◆ **Task instructions**:
1. Retype the section of the article on Germany's climate policy debates ahead of the 2024 EU election, starting with "This Q&A is" and going on through "on Croatia here.".
2. Write what comes next in the article on Germany's climate policy debates ahead of the 2024 EU election, picking up after its final sentence.

◆ **Supplied passage**:
%%

19 Jun 2023, 12:45

Q&A – Germany faces heated debates over climate policy in 2024 EU election

Voters in Germany, alongside other EU citizens, will head to the polls one year from now to elect a new European Parliament and lay the groundwork for the next European Union executive to shape energy and climate policy for five years. Climate change was the top issue for German voters in the last European election in 2019, following summer heatwaves and a series of powerful protests by Fridays for Future student activists. June 2024, however, could see a different kind of “climate election”: many voters are more concerned about issues such as the cost-of-living crisis or security policy following Russia’s invasion of Ukraine. Intense public debates over a government proposal to effectively ban new oil and gas heaters showed that tensions may intensify as citizens see their daily lives increasingly affected by climate action. Regional elections in several eastern German states later in 2024, where populist and far-right parties have especially seized on people’s fears of change and high prices, may add to a tense environment.

This Q&A is part of a series from several countries highlighting the role and relevance of the European elections in 2024 into shaping climate and energy policy in the 27-member bloc. More will be published in the coming days. Find the Q&A on France here, and the Q&A on Croatia here.

%%

◆ **Entries supplied**:

%%

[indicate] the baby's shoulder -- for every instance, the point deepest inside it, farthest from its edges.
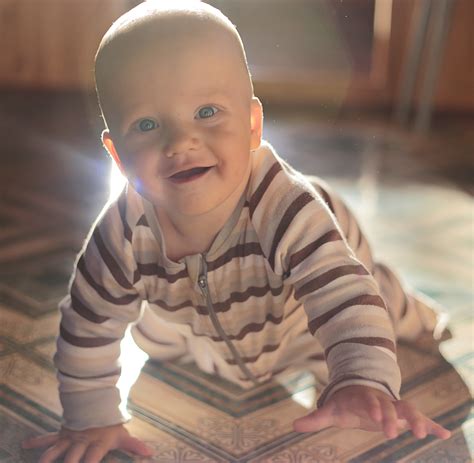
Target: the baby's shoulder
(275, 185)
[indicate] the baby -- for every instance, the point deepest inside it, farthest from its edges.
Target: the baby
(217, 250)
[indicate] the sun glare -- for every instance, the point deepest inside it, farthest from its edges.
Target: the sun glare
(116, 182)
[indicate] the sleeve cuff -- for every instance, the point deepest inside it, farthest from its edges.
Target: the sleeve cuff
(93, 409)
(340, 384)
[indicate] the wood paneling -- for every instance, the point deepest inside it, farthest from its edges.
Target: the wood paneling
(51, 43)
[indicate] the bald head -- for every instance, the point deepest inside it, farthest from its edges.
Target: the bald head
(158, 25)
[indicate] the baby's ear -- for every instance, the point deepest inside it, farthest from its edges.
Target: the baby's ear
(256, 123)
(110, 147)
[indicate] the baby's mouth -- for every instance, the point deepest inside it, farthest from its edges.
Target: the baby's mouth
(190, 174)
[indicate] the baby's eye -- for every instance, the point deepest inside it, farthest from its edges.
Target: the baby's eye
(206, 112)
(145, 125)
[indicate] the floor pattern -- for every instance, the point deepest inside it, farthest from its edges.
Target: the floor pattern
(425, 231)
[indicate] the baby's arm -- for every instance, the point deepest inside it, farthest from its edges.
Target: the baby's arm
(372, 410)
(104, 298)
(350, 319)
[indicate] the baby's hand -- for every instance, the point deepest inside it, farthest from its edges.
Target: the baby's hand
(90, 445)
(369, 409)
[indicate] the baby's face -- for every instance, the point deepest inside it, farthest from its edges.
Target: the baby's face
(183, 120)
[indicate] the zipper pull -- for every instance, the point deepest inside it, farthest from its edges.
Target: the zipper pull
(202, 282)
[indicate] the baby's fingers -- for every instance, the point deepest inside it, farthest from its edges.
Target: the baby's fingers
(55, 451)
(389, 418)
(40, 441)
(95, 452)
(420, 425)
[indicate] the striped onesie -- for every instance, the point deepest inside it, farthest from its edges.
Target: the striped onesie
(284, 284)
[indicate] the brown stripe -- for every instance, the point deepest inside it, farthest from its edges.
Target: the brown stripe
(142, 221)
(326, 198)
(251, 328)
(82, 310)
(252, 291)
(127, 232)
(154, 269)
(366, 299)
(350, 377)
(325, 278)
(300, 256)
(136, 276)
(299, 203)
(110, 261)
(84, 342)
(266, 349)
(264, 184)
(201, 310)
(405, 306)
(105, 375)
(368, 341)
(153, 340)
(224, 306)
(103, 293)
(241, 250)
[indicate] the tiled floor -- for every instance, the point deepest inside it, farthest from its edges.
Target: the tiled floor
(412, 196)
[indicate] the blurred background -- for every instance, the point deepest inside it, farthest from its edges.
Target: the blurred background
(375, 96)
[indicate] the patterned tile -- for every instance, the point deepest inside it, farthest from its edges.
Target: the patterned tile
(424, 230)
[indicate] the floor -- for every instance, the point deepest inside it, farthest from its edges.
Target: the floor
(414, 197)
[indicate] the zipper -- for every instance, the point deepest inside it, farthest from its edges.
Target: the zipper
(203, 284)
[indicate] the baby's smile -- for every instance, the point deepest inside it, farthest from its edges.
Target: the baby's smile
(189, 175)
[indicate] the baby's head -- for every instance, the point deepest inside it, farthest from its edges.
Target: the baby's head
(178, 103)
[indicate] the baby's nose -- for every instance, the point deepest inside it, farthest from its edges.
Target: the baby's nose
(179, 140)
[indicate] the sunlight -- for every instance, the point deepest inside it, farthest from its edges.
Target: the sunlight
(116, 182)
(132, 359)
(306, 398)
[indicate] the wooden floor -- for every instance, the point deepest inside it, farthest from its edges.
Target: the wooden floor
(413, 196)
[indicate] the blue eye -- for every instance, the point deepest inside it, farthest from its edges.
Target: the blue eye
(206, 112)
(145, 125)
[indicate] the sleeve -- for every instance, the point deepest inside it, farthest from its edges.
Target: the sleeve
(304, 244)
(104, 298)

%%

◆ **Solved problems**:
1.
This Q&A is part of a series from several countries highlighting the role and relevance of the European elections in 2024 into shaping climate and energy policy in the 27-member bloc. More will be published in the coming days. Find the Q&A on France here, and the Q&A on Croatia here.

2.
1. Which European climate and energy policy debates are important in Germany’s national conversation?

Germany’s public political debate over the past two years has been dominated by climate and energy issues, closely linked to what was happening in the rest of Europe. When the new government entered into power in late 2021, it made the implementation of the country’s move to climate neutrality by 2045 and the necessary modernisation of economy and society the focus of its coalition agreement. At the same time, the government has insisted on using fossil gas as a bridging fuel for the energy transition. This led to tensions at the European level, when Germany pushed to include gas in the taxonomy for sustainable investments.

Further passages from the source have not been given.